EXERCISE INSTRUCTIONS —
Every line of the data is to be reproduced exactly.

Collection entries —

----------

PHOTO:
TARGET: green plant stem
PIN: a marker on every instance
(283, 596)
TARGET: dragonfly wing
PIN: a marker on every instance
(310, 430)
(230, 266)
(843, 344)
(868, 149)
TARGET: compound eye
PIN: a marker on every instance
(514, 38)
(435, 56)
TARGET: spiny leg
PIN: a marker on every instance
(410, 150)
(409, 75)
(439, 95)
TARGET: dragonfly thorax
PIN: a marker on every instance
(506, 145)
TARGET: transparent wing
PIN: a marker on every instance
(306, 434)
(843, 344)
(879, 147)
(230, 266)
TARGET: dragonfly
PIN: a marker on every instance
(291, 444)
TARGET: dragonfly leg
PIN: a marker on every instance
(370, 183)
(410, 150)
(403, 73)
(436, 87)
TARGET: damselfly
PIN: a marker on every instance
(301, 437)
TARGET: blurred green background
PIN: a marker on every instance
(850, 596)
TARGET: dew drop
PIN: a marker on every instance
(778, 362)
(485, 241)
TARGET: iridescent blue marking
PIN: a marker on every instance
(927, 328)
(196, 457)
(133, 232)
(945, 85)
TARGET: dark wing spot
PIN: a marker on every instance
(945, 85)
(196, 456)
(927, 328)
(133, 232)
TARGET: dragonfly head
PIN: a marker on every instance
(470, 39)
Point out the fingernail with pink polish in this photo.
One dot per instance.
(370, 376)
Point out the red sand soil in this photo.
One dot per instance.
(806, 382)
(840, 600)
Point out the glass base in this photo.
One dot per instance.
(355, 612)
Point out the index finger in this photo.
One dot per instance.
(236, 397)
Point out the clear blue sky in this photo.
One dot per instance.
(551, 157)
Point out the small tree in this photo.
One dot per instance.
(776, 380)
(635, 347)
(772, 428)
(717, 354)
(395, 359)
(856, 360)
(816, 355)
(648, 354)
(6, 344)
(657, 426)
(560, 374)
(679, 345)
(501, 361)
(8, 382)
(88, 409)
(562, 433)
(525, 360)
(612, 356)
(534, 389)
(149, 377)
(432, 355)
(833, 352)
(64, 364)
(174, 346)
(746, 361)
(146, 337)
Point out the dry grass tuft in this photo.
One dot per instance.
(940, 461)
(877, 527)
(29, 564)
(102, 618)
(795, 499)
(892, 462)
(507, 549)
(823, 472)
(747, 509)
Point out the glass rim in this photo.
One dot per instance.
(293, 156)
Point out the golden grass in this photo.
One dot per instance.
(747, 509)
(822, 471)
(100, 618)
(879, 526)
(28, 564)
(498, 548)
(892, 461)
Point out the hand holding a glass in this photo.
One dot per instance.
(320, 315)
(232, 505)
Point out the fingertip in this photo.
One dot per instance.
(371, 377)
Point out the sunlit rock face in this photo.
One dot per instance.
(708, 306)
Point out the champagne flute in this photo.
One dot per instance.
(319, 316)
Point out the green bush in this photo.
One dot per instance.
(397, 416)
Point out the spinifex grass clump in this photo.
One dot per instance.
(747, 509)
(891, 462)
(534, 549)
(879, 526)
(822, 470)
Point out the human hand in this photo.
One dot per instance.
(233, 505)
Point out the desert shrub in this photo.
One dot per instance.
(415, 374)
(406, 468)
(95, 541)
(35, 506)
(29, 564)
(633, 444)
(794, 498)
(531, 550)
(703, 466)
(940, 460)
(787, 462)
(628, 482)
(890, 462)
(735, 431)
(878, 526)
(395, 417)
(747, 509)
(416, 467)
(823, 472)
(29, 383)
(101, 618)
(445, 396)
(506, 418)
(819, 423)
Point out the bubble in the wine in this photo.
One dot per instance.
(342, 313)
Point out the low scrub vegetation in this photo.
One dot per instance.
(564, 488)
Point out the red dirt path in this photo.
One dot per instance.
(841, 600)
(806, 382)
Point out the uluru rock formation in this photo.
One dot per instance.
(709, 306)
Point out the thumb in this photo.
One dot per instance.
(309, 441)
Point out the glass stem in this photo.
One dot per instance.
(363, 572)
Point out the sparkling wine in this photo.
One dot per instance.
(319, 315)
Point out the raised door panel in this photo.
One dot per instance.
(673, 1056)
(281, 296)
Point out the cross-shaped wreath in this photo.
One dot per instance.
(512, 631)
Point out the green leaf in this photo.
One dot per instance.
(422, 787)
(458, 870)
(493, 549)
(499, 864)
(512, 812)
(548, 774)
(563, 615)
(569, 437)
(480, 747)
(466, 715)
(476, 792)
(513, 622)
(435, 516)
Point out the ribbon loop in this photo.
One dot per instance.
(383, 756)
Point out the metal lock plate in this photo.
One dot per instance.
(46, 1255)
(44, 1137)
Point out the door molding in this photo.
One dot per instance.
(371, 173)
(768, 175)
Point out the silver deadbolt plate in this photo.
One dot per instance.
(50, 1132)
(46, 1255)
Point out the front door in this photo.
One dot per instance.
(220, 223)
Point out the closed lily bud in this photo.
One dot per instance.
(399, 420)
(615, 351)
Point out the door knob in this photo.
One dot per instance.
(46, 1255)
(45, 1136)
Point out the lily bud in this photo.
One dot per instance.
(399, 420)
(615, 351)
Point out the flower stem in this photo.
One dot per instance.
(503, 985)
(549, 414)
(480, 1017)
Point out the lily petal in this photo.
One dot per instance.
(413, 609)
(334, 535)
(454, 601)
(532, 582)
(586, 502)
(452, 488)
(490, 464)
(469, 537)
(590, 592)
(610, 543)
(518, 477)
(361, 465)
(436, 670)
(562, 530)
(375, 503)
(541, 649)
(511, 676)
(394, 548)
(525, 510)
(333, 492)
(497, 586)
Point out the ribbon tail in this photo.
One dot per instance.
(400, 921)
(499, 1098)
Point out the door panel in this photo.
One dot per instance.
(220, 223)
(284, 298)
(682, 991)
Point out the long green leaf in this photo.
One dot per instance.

----------

TASK RESPONSE —
PHOTO:
TARGET: green plant stem
PIN: a marker on every instance
(283, 596)
TARGET: dragonfly wing
PIN: a marker on every instance
(310, 430)
(230, 266)
(843, 344)
(868, 149)
TARGET: compound eye
PIN: a marker on every instance
(514, 38)
(435, 56)
TARGET: spiny leg
PIN: a marker on every instance
(410, 150)
(409, 75)
(439, 95)
TARGET: dragonfly thorax
PIN: a marker on every instance
(506, 145)
TARGET: transparent wing
PIN: a marker on every instance
(306, 434)
(843, 344)
(879, 147)
(230, 266)
TARGET: dragonfly
PIN: a marker on every instance
(291, 444)
TARGET: dragonfly leg
PIN: a marker on every instance
(370, 183)
(410, 150)
(403, 73)
(436, 87)
TARGET: damselfly
PIN: a marker on every instance
(301, 437)
TARGET: blurred green background
PIN: a marker on every instance
(850, 596)
TARGET: dew drop
PIN: a marker on every instance
(778, 362)
(485, 241)
TARGET: iridescent blue marking
PIN: a marker on every instance
(927, 328)
(196, 457)
(133, 232)
(945, 85)
TARGET: dark wing spot
PIN: a marker on every instance
(945, 85)
(196, 456)
(927, 328)
(133, 232)
TARGET: dragonfly head
PIN: a marker on every instance
(470, 39)
Point out the fingernail with pink polish in this photo.
One dot per instance.
(370, 376)
Point out the red sand soil in this photo.
One dot per instance.
(806, 382)
(840, 600)
Point out the glass base in this photo.
One dot per instance.
(355, 612)
Point out the index finger in this photo.
One dot per instance.
(236, 397)
Point out the clear blue sky in this photo.
One dot per instance.
(551, 157)
Point out the small tree in this photo.
One dot per instance.
(776, 380)
(635, 347)
(772, 428)
(717, 354)
(395, 359)
(856, 360)
(816, 355)
(648, 354)
(6, 344)
(657, 426)
(560, 374)
(679, 345)
(501, 361)
(8, 382)
(88, 409)
(562, 433)
(525, 360)
(612, 356)
(534, 389)
(149, 377)
(432, 355)
(833, 352)
(64, 364)
(174, 346)
(746, 361)
(146, 337)
Point out the dry grass tuft in this photo.
One dot per instance.
(940, 461)
(877, 527)
(29, 564)
(102, 618)
(795, 499)
(892, 462)
(507, 549)
(823, 472)
(747, 509)
Point out the glass rim in this photo.
One dot per instance.
(293, 156)
Point out the golden grass in this photo.
One dot per instance.
(747, 509)
(822, 471)
(100, 618)
(879, 526)
(28, 564)
(498, 548)
(892, 461)
Point out the hand holding a glass in this photo.
One dot per instance.
(320, 315)
(232, 505)
Point out the fingertip in this photo.
One dot per instance.
(371, 377)
Point out the sunlit rock face in this photo.
One dot per instance.
(708, 306)
Point out the champagne flute in this photo.
One dot per instance.
(319, 316)
Point out the green bush in this photo.
One dot per instance.
(397, 416)
Point out the spinifex grass clump in this photo.
One dot per instance.
(747, 509)
(891, 462)
(534, 549)
(879, 526)
(822, 470)
Point out the human hand in this photo.
One dot per instance.
(233, 505)
Point out the desert shrub in this photo.
One dot per instance.
(415, 374)
(406, 468)
(95, 541)
(35, 506)
(29, 564)
(633, 444)
(794, 498)
(531, 550)
(703, 466)
(940, 460)
(787, 462)
(628, 482)
(890, 462)
(735, 431)
(878, 526)
(395, 417)
(747, 509)
(416, 467)
(823, 472)
(29, 383)
(101, 618)
(445, 396)
(506, 418)
(819, 423)
Point out the bubble in the wine in this photo.
One dot per instance.
(342, 313)
Point out the low scrub vegetation in this photo.
One dot per instance.
(564, 488)
Point out the red dirt path in this photo.
One dot per instance.
(841, 600)
(806, 382)
Point out the uluru rock formation in this photo.
One dot per instance.
(709, 306)
Point out the thumb in this photo.
One dot per instance.
(309, 441)
Point out the glass stem in this photo.
One dot per instance.
(363, 572)
Point out the sparkling wine in this photo.
One dot per instance.
(319, 315)
Point out the raised door panel in this photo.
One dot per instance.
(673, 1056)
(281, 296)
Point out the cross-shaped wreath in this photo.
One dot per instance.
(512, 631)
Point out the green leaf in this photo.
One dot per instance.
(422, 787)
(458, 870)
(493, 549)
(499, 864)
(512, 812)
(548, 774)
(563, 615)
(569, 437)
(480, 747)
(466, 715)
(476, 792)
(513, 622)
(435, 516)
Point out the ribbon loop in this photo.
One dot per instance.
(383, 756)
Point out the metal lock plate in this photo.
One dot per instance.
(46, 1255)
(44, 1137)
Point out the door molding in this photo.
One dot per instance.
(371, 173)
(768, 175)
Point out the silver deadbolt plate in this photo.
One dot per instance.
(50, 1132)
(46, 1255)
Point out the front door in this photo.
One dot per instance.
(220, 223)
Point out the closed lily bud in this photo.
One dot per instance.
(399, 420)
(615, 351)
Point out the door knob in this photo.
One dot per instance.
(46, 1255)
(45, 1136)
Point out the lily bud in this photo.
One dot per instance.
(399, 420)
(615, 351)
Point out the flower stem in this photo.
One dot per instance.
(503, 985)
(549, 414)
(480, 1017)
Point out the lily petal in this photo.
One dot per instance.
(413, 609)
(334, 535)
(454, 601)
(532, 582)
(586, 502)
(452, 488)
(490, 464)
(469, 537)
(590, 592)
(610, 543)
(518, 477)
(361, 465)
(436, 670)
(562, 530)
(375, 503)
(541, 649)
(511, 676)
(394, 548)
(525, 510)
(333, 492)
(497, 586)
Point out the ribbon tail in this photo.
One dot per instance.
(400, 921)
(499, 1098)
Point out the door panel in this photo.
One dot per instance.
(220, 223)
(284, 298)
(682, 991)
Point out the long green leaf in this photo.
One dot per instance.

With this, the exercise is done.